• [Problema 1] Traduci in inglese la frase "Un buon spaventapasseri esercita la sua professione fino alla morte." tratta dal brano sul moralista.
• [Problema 2] Trascrivi dal brano sul moralista la parte che va da "Non esistono ancora" fino a "giorni e giorni." incluso.

• [Brano selezionato]

════════

Non esistono ancora studi scientifici che dimostrino di quale materia sia composto un moralista, ma è ormai un dato assodato che esso non è un essere umano, bensì una specie di pupazzo, uno spaventapasseri di pezza costruito da pezzi di conformismo, perbenismo e paternalismo incollati con una miscela potente di cemento e resina. La caratteristica determinante di questo pupazzo dalle fattezze umane, che poi è anche ciò che ci permette di individuarlo agevolmente, è la sua capacità colpevolizzatrice. La sua potenza di fuoco è sconvolgente e presso chè infinita, il moralista infatti si autoricarica come le automobili ibride, e potrebbe procedere con la colpevolizzazione per giorni e giorni.
Un buon spaventapasseri esercita la sua professione fino alla morte. Anzi, più passano gli anni e più il moralista si rinforza, col difetto che il suo valore comunicativo decade considerevolmente, nel migliore dei casi su sfoghi abbastanza innocui ma rabbiosi, nel peggiore dei casi su soliloqui nevrotici. Sono frequenti i casi in cui il collante che mette insieme i pezzi del moralista viene a cristallizzarsi causando lo scollamento delle varie parti per cui il moralista si ritrova a pezzi senza più una ragione di vita. Sono questi i casi in cui il pupazzo potrebbe mutare in essere umano vero e proprio, risorgere dalle proprie ceneri o come una farfalla vedere la luce uscendo dal proprio bozzolo. E invece il moralista chiede il sostegno di altri spaventapasseri che lo aiutano a rimettersi in sesto, incollandone i pezzi con la medesima colla che ne ha causato il dissesto. In questi casi le ricadute sono assai frequenti e il moralista ne utilizzerà le ferite come motore delle proprie nevrosi sfogandole durante le sue acide filippiche.

════════

• [Estratti dei record]
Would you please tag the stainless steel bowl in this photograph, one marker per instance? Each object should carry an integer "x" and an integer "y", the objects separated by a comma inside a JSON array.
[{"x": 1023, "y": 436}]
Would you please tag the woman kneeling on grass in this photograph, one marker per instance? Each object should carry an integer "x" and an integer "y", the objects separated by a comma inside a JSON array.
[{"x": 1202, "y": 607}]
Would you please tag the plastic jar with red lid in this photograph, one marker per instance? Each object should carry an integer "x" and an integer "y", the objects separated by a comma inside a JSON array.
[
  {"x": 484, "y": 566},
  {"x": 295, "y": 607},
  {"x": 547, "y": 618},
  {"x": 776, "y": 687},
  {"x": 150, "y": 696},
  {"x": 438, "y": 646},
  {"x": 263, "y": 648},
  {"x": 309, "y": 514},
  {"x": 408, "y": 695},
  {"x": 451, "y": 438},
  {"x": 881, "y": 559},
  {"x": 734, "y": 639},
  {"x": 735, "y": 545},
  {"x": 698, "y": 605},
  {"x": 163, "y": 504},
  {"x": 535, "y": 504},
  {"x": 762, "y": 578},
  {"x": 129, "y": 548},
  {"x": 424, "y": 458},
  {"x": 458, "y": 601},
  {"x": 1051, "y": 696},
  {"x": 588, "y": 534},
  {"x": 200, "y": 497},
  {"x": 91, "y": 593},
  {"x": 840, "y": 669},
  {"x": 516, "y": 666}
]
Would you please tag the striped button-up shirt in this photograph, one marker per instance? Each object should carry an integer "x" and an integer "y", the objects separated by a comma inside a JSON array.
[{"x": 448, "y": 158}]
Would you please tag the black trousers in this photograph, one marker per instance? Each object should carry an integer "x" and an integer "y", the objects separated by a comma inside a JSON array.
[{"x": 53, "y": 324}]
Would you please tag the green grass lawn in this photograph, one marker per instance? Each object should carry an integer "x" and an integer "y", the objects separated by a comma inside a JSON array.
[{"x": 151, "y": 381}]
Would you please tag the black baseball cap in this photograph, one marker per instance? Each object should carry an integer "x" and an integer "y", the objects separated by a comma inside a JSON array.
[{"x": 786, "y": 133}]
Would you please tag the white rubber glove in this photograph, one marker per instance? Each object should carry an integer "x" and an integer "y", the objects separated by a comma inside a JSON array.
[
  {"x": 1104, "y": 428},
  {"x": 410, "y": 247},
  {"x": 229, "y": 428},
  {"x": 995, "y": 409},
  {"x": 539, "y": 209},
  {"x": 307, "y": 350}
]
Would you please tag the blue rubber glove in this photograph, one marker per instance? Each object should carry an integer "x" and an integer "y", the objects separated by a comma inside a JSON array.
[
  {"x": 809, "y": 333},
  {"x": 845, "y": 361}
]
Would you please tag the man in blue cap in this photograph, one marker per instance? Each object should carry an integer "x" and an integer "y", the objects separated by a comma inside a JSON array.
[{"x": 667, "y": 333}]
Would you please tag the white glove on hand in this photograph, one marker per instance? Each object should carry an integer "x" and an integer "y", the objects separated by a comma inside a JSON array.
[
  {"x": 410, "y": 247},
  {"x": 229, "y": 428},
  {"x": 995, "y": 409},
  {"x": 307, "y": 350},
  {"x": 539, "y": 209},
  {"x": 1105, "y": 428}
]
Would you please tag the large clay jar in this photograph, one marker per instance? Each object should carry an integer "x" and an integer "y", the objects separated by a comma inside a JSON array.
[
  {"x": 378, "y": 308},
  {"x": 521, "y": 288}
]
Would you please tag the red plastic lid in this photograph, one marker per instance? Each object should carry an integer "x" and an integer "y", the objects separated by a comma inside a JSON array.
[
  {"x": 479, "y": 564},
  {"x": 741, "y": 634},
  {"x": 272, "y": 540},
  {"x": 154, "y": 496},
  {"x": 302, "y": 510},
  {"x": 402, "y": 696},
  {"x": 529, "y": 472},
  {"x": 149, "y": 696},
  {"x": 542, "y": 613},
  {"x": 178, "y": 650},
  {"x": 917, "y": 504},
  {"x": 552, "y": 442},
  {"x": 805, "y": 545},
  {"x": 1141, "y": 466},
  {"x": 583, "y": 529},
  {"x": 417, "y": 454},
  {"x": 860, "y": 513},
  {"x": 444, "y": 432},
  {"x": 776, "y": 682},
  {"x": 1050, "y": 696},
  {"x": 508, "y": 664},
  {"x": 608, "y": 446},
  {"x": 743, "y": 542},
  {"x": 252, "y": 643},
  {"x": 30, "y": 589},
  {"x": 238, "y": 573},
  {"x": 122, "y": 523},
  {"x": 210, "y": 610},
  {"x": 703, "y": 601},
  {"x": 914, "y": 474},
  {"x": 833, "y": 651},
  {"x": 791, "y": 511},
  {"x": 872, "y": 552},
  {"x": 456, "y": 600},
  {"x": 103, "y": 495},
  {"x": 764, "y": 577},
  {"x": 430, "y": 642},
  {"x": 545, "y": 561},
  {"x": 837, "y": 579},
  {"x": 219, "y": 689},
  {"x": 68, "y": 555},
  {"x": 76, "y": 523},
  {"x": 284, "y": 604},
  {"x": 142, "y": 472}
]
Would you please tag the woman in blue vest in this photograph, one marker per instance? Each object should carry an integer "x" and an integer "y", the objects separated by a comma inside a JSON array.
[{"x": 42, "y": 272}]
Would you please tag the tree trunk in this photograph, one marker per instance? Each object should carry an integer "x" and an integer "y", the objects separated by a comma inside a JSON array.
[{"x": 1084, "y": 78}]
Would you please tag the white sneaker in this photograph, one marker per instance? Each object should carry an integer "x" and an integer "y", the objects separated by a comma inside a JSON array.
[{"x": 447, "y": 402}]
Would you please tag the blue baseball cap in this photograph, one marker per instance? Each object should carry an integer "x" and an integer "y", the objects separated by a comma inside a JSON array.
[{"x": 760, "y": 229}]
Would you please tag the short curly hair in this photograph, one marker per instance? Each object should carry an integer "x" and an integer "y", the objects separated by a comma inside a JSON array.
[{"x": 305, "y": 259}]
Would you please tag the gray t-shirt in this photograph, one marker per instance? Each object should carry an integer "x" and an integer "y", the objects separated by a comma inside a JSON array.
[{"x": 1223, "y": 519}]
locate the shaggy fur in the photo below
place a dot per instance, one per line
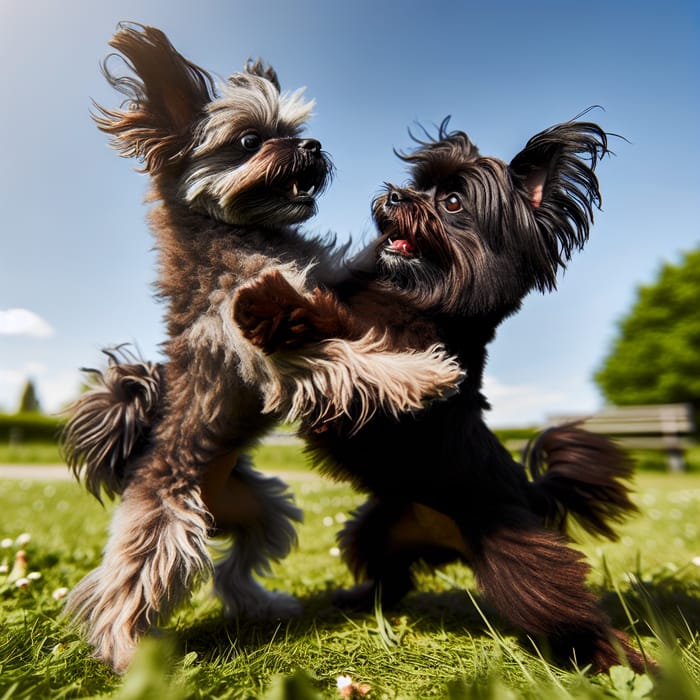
(459, 249)
(231, 177)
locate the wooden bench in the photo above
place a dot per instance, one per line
(665, 427)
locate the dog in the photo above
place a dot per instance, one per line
(458, 250)
(231, 178)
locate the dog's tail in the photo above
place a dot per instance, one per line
(109, 424)
(581, 475)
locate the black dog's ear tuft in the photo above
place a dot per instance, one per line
(165, 98)
(556, 171)
(262, 69)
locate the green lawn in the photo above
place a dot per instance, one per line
(436, 644)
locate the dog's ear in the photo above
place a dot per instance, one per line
(556, 171)
(165, 99)
(262, 69)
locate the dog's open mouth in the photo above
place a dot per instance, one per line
(401, 247)
(303, 187)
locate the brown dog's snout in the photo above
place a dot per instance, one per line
(310, 145)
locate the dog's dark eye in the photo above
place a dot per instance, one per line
(452, 203)
(251, 142)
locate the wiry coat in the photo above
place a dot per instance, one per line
(459, 249)
(231, 178)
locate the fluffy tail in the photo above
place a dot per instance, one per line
(109, 424)
(582, 475)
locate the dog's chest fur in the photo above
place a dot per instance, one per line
(215, 371)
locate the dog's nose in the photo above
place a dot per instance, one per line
(394, 197)
(310, 145)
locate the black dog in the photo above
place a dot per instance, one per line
(459, 249)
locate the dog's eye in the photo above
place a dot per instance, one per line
(251, 142)
(452, 203)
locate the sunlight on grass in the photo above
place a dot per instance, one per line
(440, 642)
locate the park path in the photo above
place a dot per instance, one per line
(60, 472)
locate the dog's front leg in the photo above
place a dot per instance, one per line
(274, 315)
(155, 554)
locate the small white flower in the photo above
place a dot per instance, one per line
(343, 682)
(59, 593)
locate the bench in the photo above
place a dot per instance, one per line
(667, 428)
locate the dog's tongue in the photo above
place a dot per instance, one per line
(402, 246)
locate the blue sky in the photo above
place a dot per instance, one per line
(76, 259)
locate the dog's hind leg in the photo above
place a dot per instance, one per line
(155, 554)
(535, 581)
(263, 531)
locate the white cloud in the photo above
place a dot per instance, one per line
(54, 389)
(23, 322)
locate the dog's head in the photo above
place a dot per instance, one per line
(472, 234)
(233, 151)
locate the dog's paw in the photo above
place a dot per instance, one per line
(272, 315)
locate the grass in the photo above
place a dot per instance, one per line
(441, 642)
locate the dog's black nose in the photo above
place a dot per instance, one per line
(310, 145)
(394, 197)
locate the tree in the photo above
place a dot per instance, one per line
(29, 403)
(655, 357)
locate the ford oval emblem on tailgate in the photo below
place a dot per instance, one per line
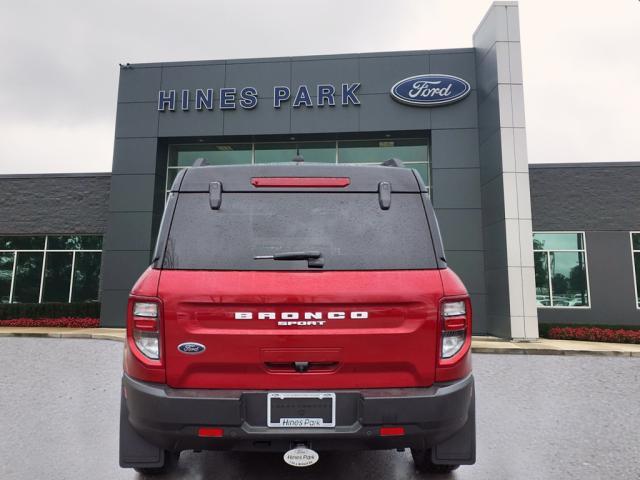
(430, 90)
(191, 348)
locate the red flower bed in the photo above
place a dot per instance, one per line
(52, 322)
(595, 334)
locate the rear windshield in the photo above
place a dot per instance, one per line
(350, 230)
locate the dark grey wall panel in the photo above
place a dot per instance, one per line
(461, 65)
(130, 265)
(72, 203)
(135, 155)
(463, 114)
(261, 75)
(610, 268)
(132, 193)
(324, 119)
(113, 311)
(457, 187)
(585, 196)
(454, 148)
(479, 312)
(469, 265)
(129, 231)
(191, 123)
(461, 228)
(264, 119)
(380, 112)
(192, 77)
(381, 72)
(335, 71)
(137, 120)
(139, 84)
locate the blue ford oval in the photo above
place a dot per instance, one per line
(430, 90)
(191, 348)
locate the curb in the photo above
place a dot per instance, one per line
(497, 346)
(551, 351)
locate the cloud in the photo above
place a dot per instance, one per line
(59, 71)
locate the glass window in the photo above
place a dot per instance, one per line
(635, 246)
(334, 224)
(557, 241)
(319, 152)
(20, 242)
(543, 293)
(377, 151)
(227, 154)
(26, 285)
(86, 277)
(74, 242)
(57, 277)
(6, 273)
(414, 152)
(23, 280)
(560, 270)
(568, 279)
(423, 170)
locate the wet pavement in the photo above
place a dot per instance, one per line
(539, 417)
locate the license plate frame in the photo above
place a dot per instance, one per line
(304, 421)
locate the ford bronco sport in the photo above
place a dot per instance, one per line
(298, 308)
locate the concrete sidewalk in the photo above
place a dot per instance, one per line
(480, 344)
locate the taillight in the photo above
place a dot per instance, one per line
(146, 328)
(455, 317)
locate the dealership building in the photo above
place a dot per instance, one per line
(551, 243)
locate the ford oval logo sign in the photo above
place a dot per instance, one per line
(191, 348)
(430, 90)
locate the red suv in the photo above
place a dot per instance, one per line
(298, 308)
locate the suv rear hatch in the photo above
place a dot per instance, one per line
(366, 318)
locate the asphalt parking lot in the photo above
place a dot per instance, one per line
(539, 417)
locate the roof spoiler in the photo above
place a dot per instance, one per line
(392, 162)
(200, 162)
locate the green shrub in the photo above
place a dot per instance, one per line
(544, 328)
(10, 311)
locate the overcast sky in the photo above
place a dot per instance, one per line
(59, 64)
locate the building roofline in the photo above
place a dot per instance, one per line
(538, 166)
(53, 175)
(296, 58)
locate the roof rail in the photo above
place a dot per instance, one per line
(200, 162)
(392, 162)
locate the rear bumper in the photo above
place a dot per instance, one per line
(169, 418)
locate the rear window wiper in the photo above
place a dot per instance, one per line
(314, 258)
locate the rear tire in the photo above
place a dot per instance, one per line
(170, 463)
(423, 462)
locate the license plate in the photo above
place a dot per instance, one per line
(301, 409)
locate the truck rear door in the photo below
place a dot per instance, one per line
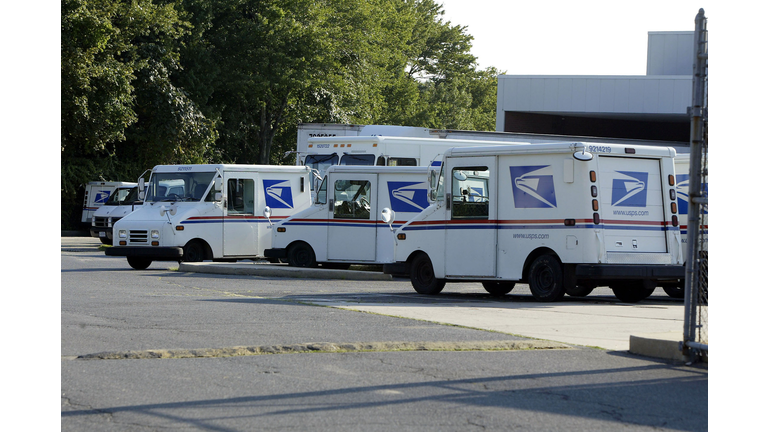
(632, 205)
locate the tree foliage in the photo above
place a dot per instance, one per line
(148, 82)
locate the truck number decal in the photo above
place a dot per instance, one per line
(599, 149)
(533, 186)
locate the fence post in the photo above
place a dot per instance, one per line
(697, 197)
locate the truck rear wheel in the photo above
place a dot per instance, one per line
(498, 288)
(545, 279)
(423, 276)
(139, 263)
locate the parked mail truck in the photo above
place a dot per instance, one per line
(123, 200)
(342, 227)
(554, 216)
(201, 212)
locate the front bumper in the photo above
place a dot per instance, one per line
(170, 253)
(97, 232)
(606, 272)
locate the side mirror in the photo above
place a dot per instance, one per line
(141, 188)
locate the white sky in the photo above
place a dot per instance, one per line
(585, 37)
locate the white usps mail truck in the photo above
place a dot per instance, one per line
(342, 227)
(202, 212)
(557, 216)
(123, 200)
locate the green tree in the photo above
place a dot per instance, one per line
(121, 112)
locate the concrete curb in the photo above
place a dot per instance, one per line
(659, 345)
(277, 270)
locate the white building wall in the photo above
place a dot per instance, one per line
(666, 89)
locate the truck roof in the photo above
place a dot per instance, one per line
(564, 147)
(402, 140)
(229, 167)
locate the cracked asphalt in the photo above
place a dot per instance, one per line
(159, 349)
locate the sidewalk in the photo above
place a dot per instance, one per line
(605, 326)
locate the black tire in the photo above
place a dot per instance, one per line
(498, 288)
(545, 278)
(139, 263)
(632, 291)
(423, 276)
(581, 290)
(194, 251)
(301, 255)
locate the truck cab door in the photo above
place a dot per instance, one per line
(470, 235)
(240, 232)
(352, 217)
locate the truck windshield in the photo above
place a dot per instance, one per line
(181, 186)
(321, 162)
(123, 196)
(357, 159)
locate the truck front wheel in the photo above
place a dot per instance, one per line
(545, 279)
(139, 263)
(423, 276)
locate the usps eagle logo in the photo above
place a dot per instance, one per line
(277, 194)
(408, 196)
(533, 186)
(101, 197)
(629, 189)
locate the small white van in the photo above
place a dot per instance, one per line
(123, 200)
(342, 226)
(209, 212)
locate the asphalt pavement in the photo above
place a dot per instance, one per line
(570, 322)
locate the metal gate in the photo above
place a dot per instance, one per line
(695, 335)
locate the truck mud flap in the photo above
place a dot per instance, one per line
(275, 253)
(623, 272)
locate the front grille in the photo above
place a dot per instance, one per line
(100, 222)
(138, 236)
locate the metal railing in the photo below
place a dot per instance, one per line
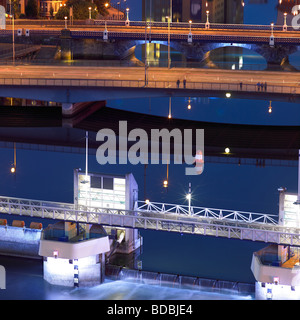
(220, 214)
(203, 86)
(142, 219)
(154, 24)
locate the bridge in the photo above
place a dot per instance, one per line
(69, 84)
(231, 224)
(194, 40)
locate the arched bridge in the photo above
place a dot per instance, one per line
(195, 41)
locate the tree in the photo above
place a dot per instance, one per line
(31, 10)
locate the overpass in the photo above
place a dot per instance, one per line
(43, 128)
(69, 85)
(175, 218)
(194, 40)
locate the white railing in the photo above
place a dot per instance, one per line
(219, 214)
(206, 222)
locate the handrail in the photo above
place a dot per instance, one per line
(95, 22)
(220, 214)
(210, 226)
(157, 84)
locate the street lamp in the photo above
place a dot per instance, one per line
(190, 36)
(271, 42)
(14, 165)
(270, 107)
(127, 22)
(169, 36)
(207, 25)
(189, 198)
(189, 105)
(13, 35)
(284, 27)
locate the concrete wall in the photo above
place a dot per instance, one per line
(61, 271)
(266, 274)
(77, 250)
(23, 242)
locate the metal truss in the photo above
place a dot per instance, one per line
(232, 225)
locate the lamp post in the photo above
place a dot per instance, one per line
(13, 36)
(169, 36)
(271, 42)
(189, 198)
(127, 22)
(207, 24)
(284, 27)
(190, 36)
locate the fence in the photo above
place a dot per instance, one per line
(151, 84)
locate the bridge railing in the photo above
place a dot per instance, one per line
(219, 214)
(155, 24)
(204, 86)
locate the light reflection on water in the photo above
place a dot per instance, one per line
(123, 290)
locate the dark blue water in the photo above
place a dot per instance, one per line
(49, 176)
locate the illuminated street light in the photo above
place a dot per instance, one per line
(189, 198)
(189, 105)
(190, 36)
(271, 42)
(270, 107)
(127, 22)
(169, 36)
(284, 27)
(14, 165)
(170, 108)
(207, 24)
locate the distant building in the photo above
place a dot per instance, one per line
(115, 14)
(46, 5)
(220, 11)
(285, 6)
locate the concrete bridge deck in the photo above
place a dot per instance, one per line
(69, 85)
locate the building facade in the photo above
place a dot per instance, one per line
(220, 11)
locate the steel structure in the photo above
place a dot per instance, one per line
(203, 221)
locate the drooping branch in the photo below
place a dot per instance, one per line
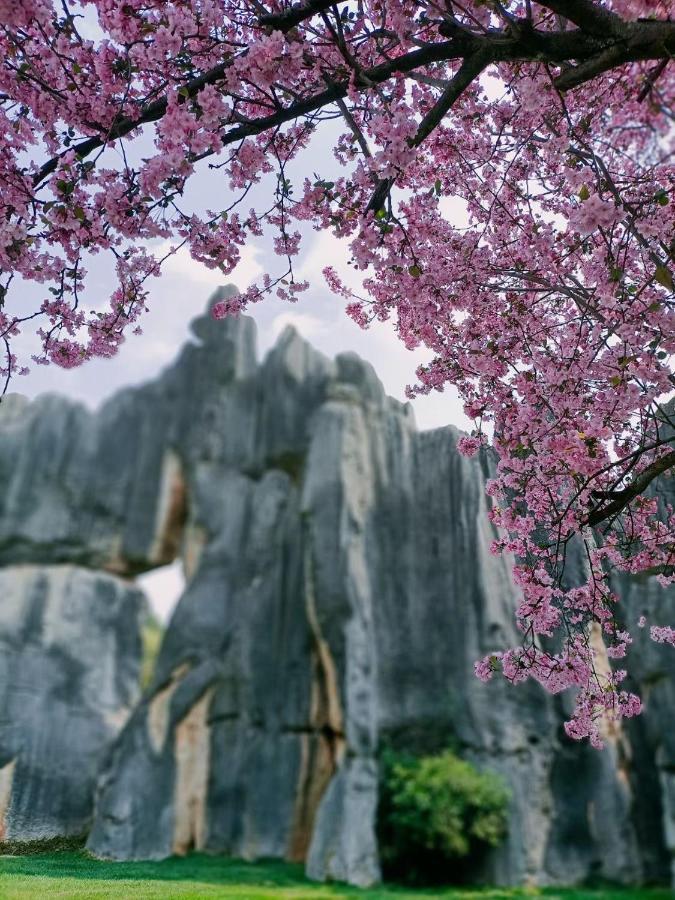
(643, 40)
(638, 486)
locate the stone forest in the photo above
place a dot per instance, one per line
(339, 589)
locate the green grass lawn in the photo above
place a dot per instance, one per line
(74, 874)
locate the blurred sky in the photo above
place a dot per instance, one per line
(182, 291)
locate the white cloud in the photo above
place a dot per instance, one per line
(182, 265)
(309, 326)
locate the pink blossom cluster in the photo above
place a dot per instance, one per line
(548, 303)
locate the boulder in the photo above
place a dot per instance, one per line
(70, 654)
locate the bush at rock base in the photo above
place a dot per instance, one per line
(437, 814)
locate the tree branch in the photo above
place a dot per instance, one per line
(635, 488)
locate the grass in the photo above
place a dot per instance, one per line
(76, 875)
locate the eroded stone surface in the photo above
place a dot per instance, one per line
(340, 590)
(70, 655)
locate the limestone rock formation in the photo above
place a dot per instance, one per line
(339, 590)
(69, 673)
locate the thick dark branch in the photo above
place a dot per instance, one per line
(293, 16)
(468, 71)
(635, 488)
(641, 40)
(644, 40)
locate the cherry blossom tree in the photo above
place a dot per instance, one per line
(550, 310)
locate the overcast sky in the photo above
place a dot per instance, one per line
(181, 294)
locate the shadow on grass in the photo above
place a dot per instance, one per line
(223, 871)
(195, 867)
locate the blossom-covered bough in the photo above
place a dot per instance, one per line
(551, 311)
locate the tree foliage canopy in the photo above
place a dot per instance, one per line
(550, 309)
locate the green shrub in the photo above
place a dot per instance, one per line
(437, 815)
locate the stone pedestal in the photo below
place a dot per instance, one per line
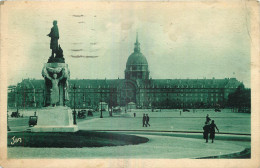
(55, 119)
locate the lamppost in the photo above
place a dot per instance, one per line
(74, 112)
(101, 110)
(16, 99)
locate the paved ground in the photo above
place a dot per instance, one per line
(160, 145)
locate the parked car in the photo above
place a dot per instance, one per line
(82, 113)
(15, 114)
(32, 121)
(186, 110)
(117, 109)
(90, 113)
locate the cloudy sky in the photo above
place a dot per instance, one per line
(179, 40)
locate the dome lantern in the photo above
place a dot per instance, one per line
(137, 65)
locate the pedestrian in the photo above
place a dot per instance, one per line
(206, 132)
(207, 118)
(144, 120)
(212, 127)
(147, 120)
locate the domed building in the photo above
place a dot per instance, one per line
(136, 65)
(136, 90)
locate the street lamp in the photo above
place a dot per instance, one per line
(101, 110)
(74, 112)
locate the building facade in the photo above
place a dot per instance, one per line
(137, 88)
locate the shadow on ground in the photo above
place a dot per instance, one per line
(72, 140)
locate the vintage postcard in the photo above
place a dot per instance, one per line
(129, 84)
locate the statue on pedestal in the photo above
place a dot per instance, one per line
(56, 75)
(54, 35)
(56, 87)
(54, 45)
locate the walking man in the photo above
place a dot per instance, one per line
(212, 130)
(147, 120)
(144, 120)
(206, 131)
(207, 118)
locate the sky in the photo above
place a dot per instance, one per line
(179, 40)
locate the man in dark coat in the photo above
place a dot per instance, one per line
(206, 131)
(54, 35)
(207, 119)
(212, 128)
(144, 120)
(147, 120)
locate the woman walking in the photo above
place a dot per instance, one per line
(212, 130)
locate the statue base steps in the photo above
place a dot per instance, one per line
(55, 119)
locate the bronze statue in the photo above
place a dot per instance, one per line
(54, 35)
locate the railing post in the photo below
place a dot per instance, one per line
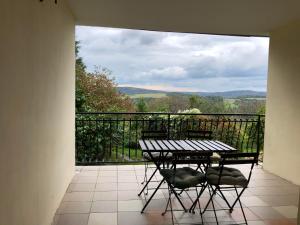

════════

• [Soluzione 1] A good scarecrow practices its profession until death.

• [Soluzione 2]
Non esistono ancora studi scientifici che dimostrino di quale materia sia composto un moralista, ma è ormai un dato assodato che esso non è un essere umano, bensì una specie di pupazzo, uno spaventapasseri di pezza costruito da pezzi di conformismo, perbenismo e paternalismo incollati con una miscela potente di cemento e resina. La caratteristica determinante di questo pupazzo dalle fattezze umane, che poi è anche ciò che ci permette di individuarlo agevolmente, è la sua capacità colpevolizzatrice. La sua potenza di fuoco è sconvolgente e presso chè infinita, il moralista infatti si autoricarica come le automobili ibride, e potrebbe procedere con la colpevolizzazione per giorni e giorni.